## Fragmento de texto

+ + + +

El título en realidad es el de un excelente ensayo de Mario
Vargas Llosa sobre la novela, una aproximación magistral a esa frontera
imprecisa entre realidad y ficción sobre la que se ha construido buena parte de
la literatura conocida y que viene perfectamente a cuento cuando se trata de
abordar la rutina noticiosa desde una mirada suspicaz. ¿Cuál es la verdad de
las mentiras que se dicen día a día, o cuál es en realidad la mentira que se
esconde detrás de las supuestas verdades? Veamos.
Si uno lee con cierto rigor crítico las noticias puede darse cuenta de que, por lo general, estamos en el centro del fuego cruzado de medias verdades. No solo el fake news nuestro de cada día, que es usual sobre todo en las redes y en alguno que otro medio que se presta al juego, sino información no necesariamente comprobada que se desliza con algún tipo de interés para generar daño o confusión.

+ + + +

(Registros de anotación de coordenadas)

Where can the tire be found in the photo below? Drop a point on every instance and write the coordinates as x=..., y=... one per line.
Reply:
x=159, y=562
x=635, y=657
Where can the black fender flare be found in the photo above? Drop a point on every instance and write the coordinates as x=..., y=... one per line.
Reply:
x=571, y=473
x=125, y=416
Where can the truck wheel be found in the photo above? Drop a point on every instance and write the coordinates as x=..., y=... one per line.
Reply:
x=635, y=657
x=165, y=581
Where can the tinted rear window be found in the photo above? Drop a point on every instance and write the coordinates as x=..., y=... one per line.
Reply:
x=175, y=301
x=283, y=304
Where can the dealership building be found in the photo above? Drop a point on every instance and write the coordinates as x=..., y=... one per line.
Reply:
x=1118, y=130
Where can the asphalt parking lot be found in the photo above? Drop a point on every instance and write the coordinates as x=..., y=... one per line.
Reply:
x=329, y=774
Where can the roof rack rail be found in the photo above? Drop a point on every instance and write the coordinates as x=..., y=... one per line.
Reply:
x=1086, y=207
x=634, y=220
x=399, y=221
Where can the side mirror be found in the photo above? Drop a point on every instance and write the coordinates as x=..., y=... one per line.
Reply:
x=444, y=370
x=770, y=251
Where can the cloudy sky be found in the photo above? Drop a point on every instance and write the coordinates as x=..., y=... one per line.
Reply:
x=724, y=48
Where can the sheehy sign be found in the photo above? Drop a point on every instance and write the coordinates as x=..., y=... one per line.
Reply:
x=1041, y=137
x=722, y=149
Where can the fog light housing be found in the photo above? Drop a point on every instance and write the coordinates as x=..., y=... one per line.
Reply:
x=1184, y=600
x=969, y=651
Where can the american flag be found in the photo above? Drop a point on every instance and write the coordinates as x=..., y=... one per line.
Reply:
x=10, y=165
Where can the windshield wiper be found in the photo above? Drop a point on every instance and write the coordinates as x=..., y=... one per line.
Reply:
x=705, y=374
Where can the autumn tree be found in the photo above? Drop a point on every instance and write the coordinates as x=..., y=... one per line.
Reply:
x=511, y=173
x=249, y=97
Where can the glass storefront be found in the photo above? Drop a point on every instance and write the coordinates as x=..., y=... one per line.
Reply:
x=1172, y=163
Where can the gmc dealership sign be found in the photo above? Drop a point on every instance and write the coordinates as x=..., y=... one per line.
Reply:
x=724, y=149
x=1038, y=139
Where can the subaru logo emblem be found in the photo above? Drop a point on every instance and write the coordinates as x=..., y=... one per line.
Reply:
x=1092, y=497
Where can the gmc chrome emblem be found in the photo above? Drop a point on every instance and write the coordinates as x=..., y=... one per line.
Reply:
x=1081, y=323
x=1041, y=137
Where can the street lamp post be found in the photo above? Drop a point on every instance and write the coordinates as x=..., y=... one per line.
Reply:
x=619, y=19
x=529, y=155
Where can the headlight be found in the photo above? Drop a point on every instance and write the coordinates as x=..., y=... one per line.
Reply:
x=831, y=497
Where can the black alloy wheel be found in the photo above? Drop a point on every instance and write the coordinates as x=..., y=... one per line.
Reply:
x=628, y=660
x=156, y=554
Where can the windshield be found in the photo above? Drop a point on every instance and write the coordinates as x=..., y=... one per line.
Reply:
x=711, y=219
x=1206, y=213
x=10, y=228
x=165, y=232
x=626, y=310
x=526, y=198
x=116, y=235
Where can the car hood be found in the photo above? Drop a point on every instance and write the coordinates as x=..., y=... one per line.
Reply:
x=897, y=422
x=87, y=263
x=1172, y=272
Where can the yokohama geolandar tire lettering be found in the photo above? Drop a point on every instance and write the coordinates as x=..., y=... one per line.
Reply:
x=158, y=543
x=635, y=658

+ + + +

## Tareas pendientes
A - Copia de nuevo la parte del fragmento que empieza en "Si uno lee con" y termina en "daño o confusión.", sustituyendo "medias verdades" por "verdades a medias".
B - Resume en menos palabras el párrafo del fragmento que comienza con "Si uno lee con cierto rigor crítico", sin perder sus datos principales.

## Lista de soluciones
A -
Si uno lee con cierto rigor crítico las noticias puede darse cuenta de que, por lo general, estamos en el centro del fuego cruzado de verdades a medias. No solo el fake news nuestro de cada día, que es usual sobre todo en las redes y en alguno que otro medio que se presta al juego, sino información no necesariamente comprobada que se desliza con algún tipo de interés para generar daño o confusión.

B - Al leer las noticias con rigor crítico se advierte que solemos estar en medio de un fuego cruzado de medias verdades. No se trata solo de las noticias falsas, habituales en las redes y en algunos medios, sino también de información no comprobada que se difunde con algún interés para causar daño o confusión.